ACTIVITY: Every entry needs to be given again exactly as it reads.

◇ ◇ ◇

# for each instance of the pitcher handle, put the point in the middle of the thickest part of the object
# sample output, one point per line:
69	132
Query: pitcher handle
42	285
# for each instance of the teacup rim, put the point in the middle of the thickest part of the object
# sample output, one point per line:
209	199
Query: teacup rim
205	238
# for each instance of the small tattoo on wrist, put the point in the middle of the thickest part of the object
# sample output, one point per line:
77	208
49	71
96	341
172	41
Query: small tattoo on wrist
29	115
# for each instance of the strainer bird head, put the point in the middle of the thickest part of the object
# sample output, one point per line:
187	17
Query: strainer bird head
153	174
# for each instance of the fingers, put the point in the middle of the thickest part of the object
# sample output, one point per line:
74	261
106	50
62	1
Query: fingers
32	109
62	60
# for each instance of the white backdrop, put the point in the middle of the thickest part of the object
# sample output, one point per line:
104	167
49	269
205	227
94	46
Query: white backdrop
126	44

◇ ◇ ◇

SOLUTION:
# for each instance of the pitcher handle, put the point in the middle of the thickest part of the object
# sample output, one point per line:
69	132
Query: pitcher handle
42	285
# for each instance of the teacup rim, put the point in the middle of the thickest part of the object
# sample output, one point per line:
209	199
Query: teacup rim
205	238
# for each instance of the small tattoo on wrist, put the point in the middle of the thickest part of the object
# sample output, one point per line:
77	208
49	71
96	341
172	41
Query: small tattoo on wrist
29	115
# for each instance of the strainer bird head, put the point in the middle of the thickest part of the object
# sample output, one point per line:
187	17
Query: strainer bird head
153	174
# for each instance of the fingers, put the point in the middle of the thickest part of the object
# sample output, one point per line:
74	261
106	50
62	1
Query: fingers
32	109
62	60
# for each instance of the white backdrop, put the point in the middle of the thickest part of the object
# sample output, one point per line:
104	167
49	269
205	227
94	46
Query: white backdrop
126	44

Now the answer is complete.